+++ Document excerpt +++
Our current travel advice for China, which was updated on July 7, remains appropriate and unchanged. We encourage all Australians who are overseas, or are seeking to travel, to closely monitor Smartraveller.

The Australian government continues to provide consular support to Australian citizens detained in China, including Ms Cheng Lei. We are unable to provide further comment owing to privacy obligations.

Updated

There would be big sighs of relief across quite a few rooms this morning.

There are many, many, many families still holding their breath.

Glad these guys are home safely https://t.co/c2dZn13of6

— Katharine Murphy (@murpharoo) September 7, 2020

Updated

Linda Burney says Michael McCormack 'in denial' about regional job vacancies

Linda Burney, the shadow minister for social services, has taken umbrage at another of Michael McCormack’s favourite sayings:

“I have always said the best form of welfare is a job … and there are many, many jobs in regional Australia.”

Burney says the facts don’t support his statement:

There are 28 Australians receiving unemployment payments for every one job vacancy in our regions.

There were over 740,000 Australians on jobseeker in non-capital city areas in June, according to answers to questions on notice by the Department of Social Services.

Yet, there were 25,000 job vacancies, according to the Department of Jobs and Small Business’s Internet Vacancy Index, for the same time period.

In capital city areas, there were over 873,000 jobseeker recipients for 63,000 job vacancies – a 13 to one ratio.

This means it’s twice as hard to get a job outside the capital cities.

Michael McCormack is in denial.

Updated

The ABC’s Bill Birtles and the Australian Financial Review’s Michael Smith were the last Australian correspondents working in China.

The ABC is reporting Birtles had been ordered to submit to police questioning last week and had been banned from leaving the country. The broadcaster said the pair had sought shelter in Australian diplomatic compounds – diplomats negotiated the journalists out of the country. They left on Monday, and have just arrived in Sydney.

Updated

This is going to get huge.

This is after Australian journalist Cheng Lei was detained recently, as relations between China and Australia continue to deteriorate.

#BREAKING Two Australian journalists have just landed in Sydney after being pulled out of China by their news organisations, on fears they were no longer safe. The two are Bill Birtles from the ABC and Michael Smith from the Australian Financial Review. @9NewsAUS #auspol

— Chris Uhlmann (@CUhlmann) September 7, 2020

It is not all doom and gloom in the agriculture sector.

The latest crop production report shows NSW is on its way to a bumper winter:

Australian winter crop production is forecast to increase by 64% in 2020-21, with NSW expected to have its second biggest winter crop in a decade.

Abares’ September 2020 Australian Crop Report has found that winter crop prospects in Australia are generally average to above average at the beginning of spring.

Winter crop production is forecast to be 47.9m tonnes in 2020-21, 20% above the 10-year average to 2019-20 of 40m tonnes.

This forecast is an 8% upward revision from the Abares June 2020 forecast.

Updated

In the previous 24 hours before today’s results Victoria recorded 41 new cases. There were 48 across the nation from 36,000 tests.
+++ Information given +++
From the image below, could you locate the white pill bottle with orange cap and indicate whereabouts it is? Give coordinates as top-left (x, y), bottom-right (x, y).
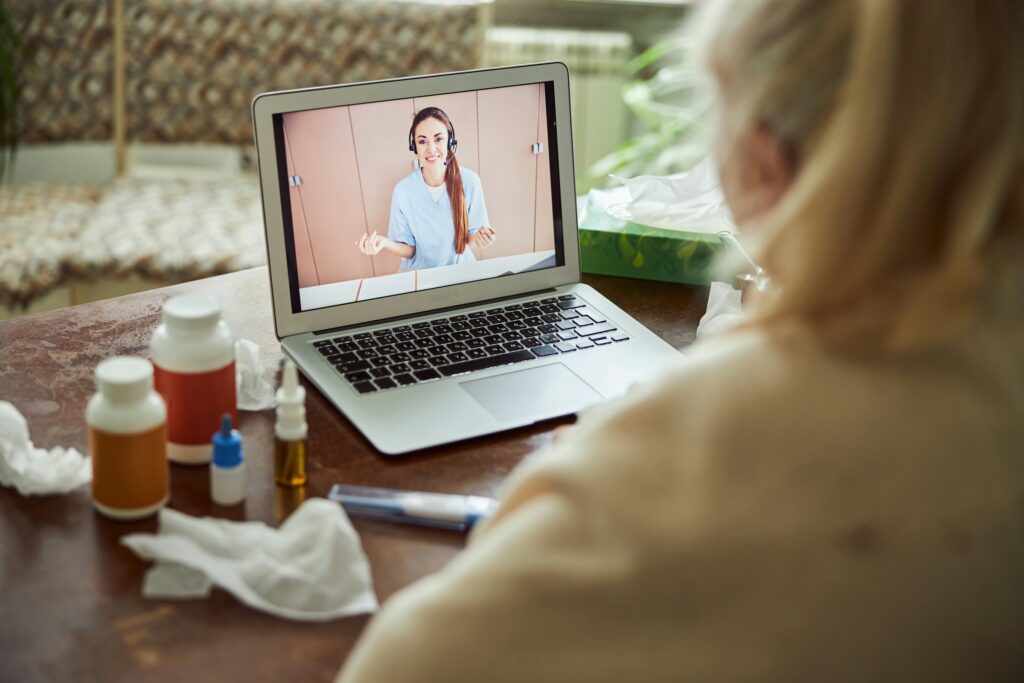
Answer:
+++
+++ Information given +++
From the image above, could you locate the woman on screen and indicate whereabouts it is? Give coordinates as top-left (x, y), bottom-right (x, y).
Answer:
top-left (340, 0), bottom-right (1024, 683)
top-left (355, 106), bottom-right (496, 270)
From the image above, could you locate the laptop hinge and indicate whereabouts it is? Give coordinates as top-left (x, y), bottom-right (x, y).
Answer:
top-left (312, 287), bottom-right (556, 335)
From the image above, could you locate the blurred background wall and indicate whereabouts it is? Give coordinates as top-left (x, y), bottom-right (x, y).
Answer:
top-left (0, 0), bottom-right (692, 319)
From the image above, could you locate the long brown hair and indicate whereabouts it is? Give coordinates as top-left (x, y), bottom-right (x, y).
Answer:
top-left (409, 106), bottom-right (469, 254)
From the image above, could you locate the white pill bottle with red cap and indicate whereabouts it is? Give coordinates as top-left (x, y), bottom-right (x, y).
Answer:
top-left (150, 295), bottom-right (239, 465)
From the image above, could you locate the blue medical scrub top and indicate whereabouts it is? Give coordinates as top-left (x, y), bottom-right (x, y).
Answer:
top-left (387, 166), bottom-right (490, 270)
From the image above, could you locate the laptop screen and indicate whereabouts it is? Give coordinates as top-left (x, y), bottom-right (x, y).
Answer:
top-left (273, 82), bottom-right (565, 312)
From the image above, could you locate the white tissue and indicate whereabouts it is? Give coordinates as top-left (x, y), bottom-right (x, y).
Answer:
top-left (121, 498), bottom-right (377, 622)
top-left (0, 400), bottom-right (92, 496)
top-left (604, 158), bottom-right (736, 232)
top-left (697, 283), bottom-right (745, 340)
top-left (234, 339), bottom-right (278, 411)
+++
+++ Information given +++
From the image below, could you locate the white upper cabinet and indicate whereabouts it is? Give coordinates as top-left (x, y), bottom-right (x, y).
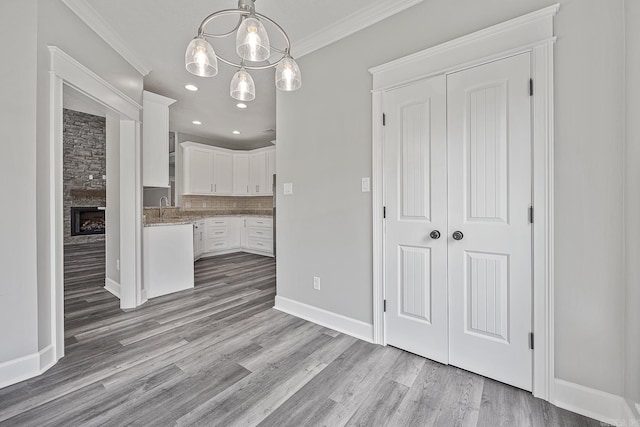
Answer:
+++
Required tasks:
1. Answer from the news blog excerpt:
(a) On what date was the current travel advice for China updated?
(b) How many Australians were on jobseeker in non-capital city areas in June, according to Linda Burney?
(c) What is the forecast for winter crop production in 2020-21, in tonnes?
2. Copy out the news blog excerpt from "In capital city" up to and including "is in denial.", reproducing it word for word.

Results of the exercise:
1.
(a) July 7.
(b) Over 740,000.
(c) 47.9m tonnes.

2.
In capital city areas, there were over 873,000 jobseeker recipients for 63,000 job vacancies – a 13 to one ratio.

This means it’s twice as hard to get a job outside the capital cities.

Michael McCormack is in denial.